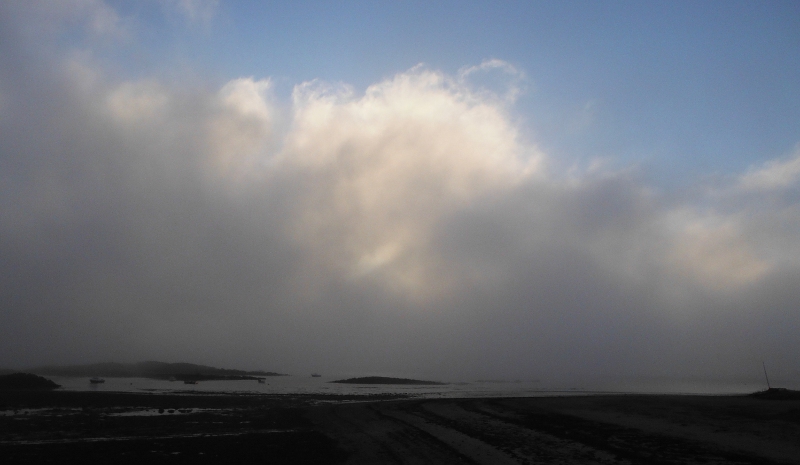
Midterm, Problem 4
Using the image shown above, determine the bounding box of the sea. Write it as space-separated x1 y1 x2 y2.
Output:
47 375 776 399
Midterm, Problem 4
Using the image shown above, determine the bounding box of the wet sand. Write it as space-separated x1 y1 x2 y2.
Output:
2 391 799 464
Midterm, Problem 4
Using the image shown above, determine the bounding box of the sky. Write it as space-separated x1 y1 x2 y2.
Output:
1 0 799 386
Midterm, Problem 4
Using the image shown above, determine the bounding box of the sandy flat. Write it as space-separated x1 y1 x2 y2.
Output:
2 391 799 464
309 395 800 464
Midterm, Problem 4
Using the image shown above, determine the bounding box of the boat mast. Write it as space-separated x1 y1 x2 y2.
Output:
762 361 771 389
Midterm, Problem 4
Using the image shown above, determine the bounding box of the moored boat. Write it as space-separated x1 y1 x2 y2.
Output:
89 377 105 384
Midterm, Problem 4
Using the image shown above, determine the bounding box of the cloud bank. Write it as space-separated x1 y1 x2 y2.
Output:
1 2 799 385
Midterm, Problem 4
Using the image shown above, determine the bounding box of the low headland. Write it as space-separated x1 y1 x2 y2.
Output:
0 373 60 390
748 386 800 400
25 361 285 382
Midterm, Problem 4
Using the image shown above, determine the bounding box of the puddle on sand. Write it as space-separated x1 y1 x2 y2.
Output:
109 408 229 416
0 408 82 417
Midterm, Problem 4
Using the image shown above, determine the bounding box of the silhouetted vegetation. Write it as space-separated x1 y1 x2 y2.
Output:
0 373 60 390
749 387 800 400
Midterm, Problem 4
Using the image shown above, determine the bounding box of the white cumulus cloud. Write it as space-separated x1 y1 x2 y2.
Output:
274 67 541 298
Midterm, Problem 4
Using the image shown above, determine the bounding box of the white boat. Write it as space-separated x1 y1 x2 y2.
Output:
89 377 105 384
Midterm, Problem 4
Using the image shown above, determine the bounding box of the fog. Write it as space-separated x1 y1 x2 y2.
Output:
1 3 799 386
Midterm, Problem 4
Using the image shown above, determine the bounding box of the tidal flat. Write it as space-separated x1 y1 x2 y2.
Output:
2 390 799 464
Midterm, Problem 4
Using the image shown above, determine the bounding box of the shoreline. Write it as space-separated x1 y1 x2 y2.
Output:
3 390 799 464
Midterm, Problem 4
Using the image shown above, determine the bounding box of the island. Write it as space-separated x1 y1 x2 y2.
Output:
331 376 444 385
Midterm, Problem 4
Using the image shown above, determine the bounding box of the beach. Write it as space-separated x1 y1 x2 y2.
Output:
2 390 799 464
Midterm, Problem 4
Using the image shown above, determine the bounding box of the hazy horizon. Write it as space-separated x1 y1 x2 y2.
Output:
2 2 799 388
3 359 793 391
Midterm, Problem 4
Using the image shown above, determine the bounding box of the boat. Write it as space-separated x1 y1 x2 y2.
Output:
89 377 105 384
311 373 321 378
183 380 198 385
257 378 266 384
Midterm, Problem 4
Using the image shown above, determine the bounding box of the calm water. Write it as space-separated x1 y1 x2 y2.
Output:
48 375 771 398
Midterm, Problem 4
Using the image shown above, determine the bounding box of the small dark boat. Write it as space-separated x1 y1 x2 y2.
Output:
184 380 198 385
311 373 321 378
89 377 105 384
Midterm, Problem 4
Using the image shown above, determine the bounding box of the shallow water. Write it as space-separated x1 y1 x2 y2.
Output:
47 375 772 398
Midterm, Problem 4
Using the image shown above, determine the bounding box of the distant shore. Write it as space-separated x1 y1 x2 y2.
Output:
21 361 286 380
330 376 444 385
2 389 799 464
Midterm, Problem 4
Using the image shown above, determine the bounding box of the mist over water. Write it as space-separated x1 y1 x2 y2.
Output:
45 374 784 398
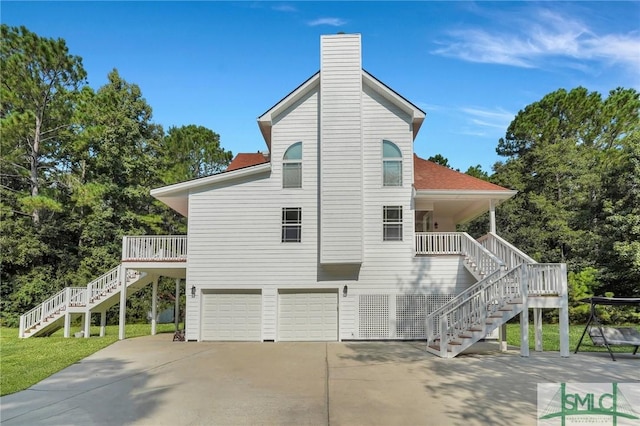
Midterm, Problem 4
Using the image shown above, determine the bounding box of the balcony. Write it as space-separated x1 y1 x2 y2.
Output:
122 236 187 262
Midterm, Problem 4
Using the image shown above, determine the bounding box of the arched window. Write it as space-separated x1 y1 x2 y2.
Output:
383 140 402 186
283 142 302 188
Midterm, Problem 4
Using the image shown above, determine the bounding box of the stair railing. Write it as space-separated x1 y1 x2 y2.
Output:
460 233 504 276
88 266 120 303
433 266 525 357
477 232 536 269
19 287 68 338
425 234 506 351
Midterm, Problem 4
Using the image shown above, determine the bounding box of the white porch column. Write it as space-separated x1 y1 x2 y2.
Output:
534 308 543 351
559 264 570 357
559 305 570 357
151 278 158 336
63 311 71 338
119 265 127 340
499 323 507 352
84 310 91 338
519 266 530 357
520 308 530 357
174 278 181 331
100 311 106 337
489 199 497 234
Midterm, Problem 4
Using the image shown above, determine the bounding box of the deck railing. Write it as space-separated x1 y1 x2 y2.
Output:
416 232 504 276
527 263 567 296
68 287 88 307
122 235 187 262
415 232 462 254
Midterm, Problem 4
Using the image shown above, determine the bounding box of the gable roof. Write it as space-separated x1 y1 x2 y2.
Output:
150 162 271 216
413 154 511 192
257 70 426 150
227 153 270 172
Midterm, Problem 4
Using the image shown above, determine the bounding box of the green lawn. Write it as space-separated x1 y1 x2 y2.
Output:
1 323 638 397
0 323 180 396
505 323 640 353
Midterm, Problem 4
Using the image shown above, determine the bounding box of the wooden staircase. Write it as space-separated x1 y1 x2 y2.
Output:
426 233 568 358
19 266 152 338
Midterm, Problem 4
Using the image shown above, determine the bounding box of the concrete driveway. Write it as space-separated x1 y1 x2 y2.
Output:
1 334 638 426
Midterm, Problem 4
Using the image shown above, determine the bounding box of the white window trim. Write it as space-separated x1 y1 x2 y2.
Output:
383 206 403 241
283 142 302 189
382 140 402 187
282 207 302 243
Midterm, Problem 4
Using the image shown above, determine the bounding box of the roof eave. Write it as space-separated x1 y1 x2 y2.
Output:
151 163 272 216
362 70 426 140
414 189 518 201
257 72 320 150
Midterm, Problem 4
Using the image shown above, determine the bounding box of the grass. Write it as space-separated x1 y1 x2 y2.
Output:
505 323 640 353
1 322 638 397
0 323 180 396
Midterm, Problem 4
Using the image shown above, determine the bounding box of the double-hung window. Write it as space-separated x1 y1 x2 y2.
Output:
383 206 403 241
282 208 302 243
383 140 402 187
283 142 302 188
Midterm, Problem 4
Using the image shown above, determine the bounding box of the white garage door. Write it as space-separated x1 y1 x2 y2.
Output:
201 291 262 341
278 290 338 341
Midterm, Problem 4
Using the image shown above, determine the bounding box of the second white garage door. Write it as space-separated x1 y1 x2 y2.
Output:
201 291 261 341
278 290 338 341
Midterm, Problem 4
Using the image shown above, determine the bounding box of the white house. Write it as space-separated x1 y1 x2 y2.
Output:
19 34 569 358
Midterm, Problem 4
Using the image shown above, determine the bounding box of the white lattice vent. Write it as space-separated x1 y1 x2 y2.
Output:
359 295 389 338
426 294 455 313
395 294 427 338
427 294 455 334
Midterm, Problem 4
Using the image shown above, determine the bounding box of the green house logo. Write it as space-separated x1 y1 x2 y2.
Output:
538 383 640 425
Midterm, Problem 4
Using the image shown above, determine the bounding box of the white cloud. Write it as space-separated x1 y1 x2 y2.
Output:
307 17 347 27
272 4 296 13
460 107 514 130
432 8 640 71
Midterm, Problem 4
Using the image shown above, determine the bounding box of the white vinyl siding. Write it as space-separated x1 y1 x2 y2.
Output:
319 34 363 264
201 291 262 341
278 290 338 341
183 40 476 342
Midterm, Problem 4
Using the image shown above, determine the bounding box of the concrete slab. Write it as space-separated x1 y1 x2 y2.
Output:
1 335 638 425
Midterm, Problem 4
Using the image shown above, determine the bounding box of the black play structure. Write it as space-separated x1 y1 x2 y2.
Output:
574 297 640 361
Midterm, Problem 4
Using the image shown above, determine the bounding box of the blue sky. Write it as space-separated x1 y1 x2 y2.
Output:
3 1 639 173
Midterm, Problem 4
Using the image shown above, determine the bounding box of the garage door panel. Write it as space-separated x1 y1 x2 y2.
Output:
278 291 337 341
202 292 261 341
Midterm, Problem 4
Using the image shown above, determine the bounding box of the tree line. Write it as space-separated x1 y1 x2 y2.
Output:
1 25 232 326
460 86 640 321
2 25 638 326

---

DIRECTIONS: Copy the entries above exactly, but only from the line holding "of the arched" through the line holding "the white porch", both included.

REPLY TO THE TASK:
Using the image shown above, determine the bounding box of the arched window. Write it as space-separated x1 y1 x2 y2.
Output:
383 140 402 186
283 142 302 188
Midterm, Problem 4
Using the image shown above, determine the bounding box of the stair railing. Write it as space-separated x1 y1 x2 y2.
Output:
460 233 504 276
88 266 120 303
433 266 525 357
477 232 536 269
19 287 68 338
425 234 506 351
Midterm, Problem 4
Using the image shown above, determine the bounding box of the white porch column. Write it as space-separated x1 y1 x2 y2.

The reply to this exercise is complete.